Il Dipartimento di Storie e Metodi per la Conservazione dei Beni Culturali Alma Mater Studiorum Università di Bologna - sede di Ravenna, invece, è intervenuto direttamente grazie alla disponibilità di Barbara Ghelfi e Chiara Matteucci. Il laboratorio dell'Università ha realizzato una serie di indagini multispettrali - foto raggi UV, Riflettografia IR - e chimico fisiche - Spettroscopia RX, analisi sezione stratigrafiche - necessarie per rilevare scritture o firme illeggibili, individuare la presenza di pentimenti e del disegno preparatorio, e valutare le caratteristiche chimico fisiche della pittura.
Le analisi hanno svelato l'ottima fattura del supporto ligneo e la preziosità della materia pittorica che non smentiscono la fama di meticoloso e abile esecutore di Francesco Francia.

• Voci salvate:
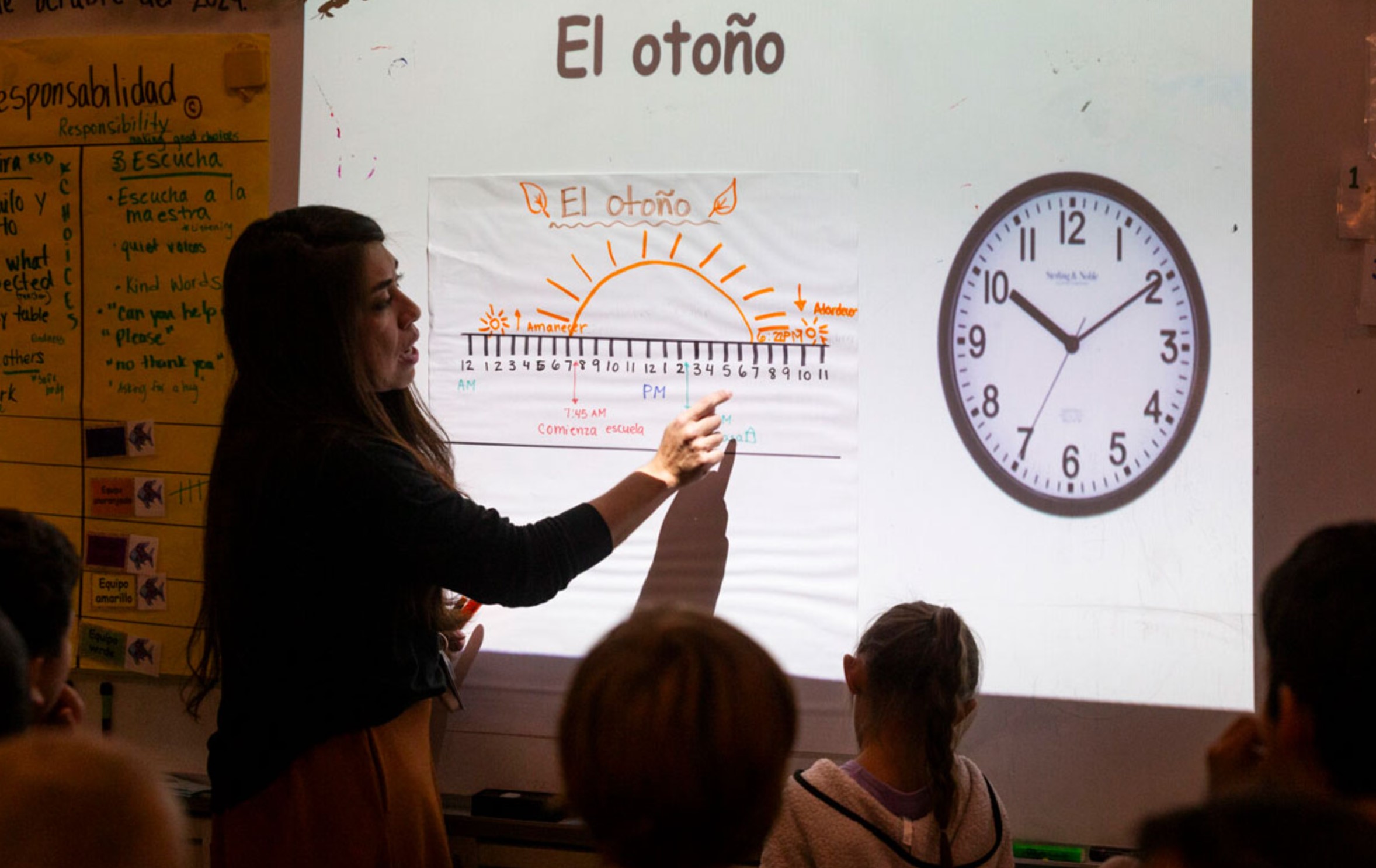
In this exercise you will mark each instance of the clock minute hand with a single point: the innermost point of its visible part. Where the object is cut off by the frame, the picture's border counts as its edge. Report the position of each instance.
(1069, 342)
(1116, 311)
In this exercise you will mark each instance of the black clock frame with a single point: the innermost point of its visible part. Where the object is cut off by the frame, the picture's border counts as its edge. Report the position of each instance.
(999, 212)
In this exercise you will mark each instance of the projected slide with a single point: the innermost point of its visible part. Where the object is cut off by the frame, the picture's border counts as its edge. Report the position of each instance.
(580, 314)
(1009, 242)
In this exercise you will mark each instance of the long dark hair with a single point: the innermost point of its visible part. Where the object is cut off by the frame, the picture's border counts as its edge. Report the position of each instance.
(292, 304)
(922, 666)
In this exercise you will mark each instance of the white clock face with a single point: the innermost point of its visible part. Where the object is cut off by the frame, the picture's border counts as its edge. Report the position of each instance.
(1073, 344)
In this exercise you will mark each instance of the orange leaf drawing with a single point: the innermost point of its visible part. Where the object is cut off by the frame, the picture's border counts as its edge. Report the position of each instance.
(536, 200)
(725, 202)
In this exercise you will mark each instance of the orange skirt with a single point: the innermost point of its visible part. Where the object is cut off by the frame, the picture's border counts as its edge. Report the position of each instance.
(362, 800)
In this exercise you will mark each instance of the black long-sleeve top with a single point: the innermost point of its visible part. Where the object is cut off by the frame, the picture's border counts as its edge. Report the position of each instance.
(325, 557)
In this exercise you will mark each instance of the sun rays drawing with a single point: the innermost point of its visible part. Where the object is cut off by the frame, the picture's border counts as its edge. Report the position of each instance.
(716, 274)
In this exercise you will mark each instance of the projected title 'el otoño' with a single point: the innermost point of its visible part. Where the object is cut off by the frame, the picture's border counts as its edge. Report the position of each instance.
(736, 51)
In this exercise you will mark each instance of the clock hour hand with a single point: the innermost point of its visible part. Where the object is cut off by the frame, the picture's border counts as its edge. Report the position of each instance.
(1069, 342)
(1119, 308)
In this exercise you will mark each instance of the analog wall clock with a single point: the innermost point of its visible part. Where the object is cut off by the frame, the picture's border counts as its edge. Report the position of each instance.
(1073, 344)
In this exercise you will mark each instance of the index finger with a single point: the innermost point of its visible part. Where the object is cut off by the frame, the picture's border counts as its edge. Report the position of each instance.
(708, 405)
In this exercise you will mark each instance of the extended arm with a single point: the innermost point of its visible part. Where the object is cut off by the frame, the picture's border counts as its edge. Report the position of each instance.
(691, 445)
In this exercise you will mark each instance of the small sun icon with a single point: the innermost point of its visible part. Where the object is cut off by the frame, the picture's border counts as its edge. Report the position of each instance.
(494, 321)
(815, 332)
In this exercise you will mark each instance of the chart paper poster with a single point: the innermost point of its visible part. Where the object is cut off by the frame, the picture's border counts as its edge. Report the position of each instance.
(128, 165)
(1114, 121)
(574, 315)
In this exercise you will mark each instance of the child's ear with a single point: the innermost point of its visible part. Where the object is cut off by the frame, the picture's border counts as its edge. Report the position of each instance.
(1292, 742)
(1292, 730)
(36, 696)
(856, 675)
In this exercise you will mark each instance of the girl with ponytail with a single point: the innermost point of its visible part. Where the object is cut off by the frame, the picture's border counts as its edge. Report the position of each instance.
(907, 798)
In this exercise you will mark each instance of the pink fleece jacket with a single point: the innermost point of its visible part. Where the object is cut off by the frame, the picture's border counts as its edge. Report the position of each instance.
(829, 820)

• Requisito A: Secondo l'estratto sulle analisi, quali indagini multispettrali ha realizzato il laboratorio dell'Università?
• Requisito B: Prosegui l'estratto sulle analisi a partire dalla sua ultima frase.
Le righe non hanno alcun legame con l'estratto sulle analisi.

• Area risposta A: Foto a raggi UV e riflettografia IR.

• Area risposta B:
Con il restauro si sono recuperate le insospettate tonalità pittoriche e l'intensissima luminosità del dipinto e si sono ricavate informazioni inedite sui procedimenti tecnici ed esecutivi del pittore. Il disegno preparatorio, "letto" attraverso le riflettografie, ha rivelato modifiche e ripensamenti operati dal Francia durante la fase di realizzazione, di cui il più significativo è la modifica della posizione del braccio di Gesù Bambino.
Altre sorprese stanno emergendo dagli archivi della città sulle vicende storiche del dipinto, ma per conoscerle si dovrà aspettare l'autunno quando saranno presentate in occasione di una presentazione pubblica.
Francesco Francia fu il principale pittore dell'arte bolognese dei decenni di passaggio tra Quattro e Cinquecento. La sua produzione segnò in modo significativo l'arte della stagione dei Bentivoglio, e continuò anche dopo la caduta di questi ultimi, con l'arrivo nel 1506 di papa Giulio II e il passaggio della città allo Stato della Chiesa. La sua attività di orafo, esaltata da Vasari, lo vide protagonista della zecca di Bologna per la quale realizzò numerosi conii di monete.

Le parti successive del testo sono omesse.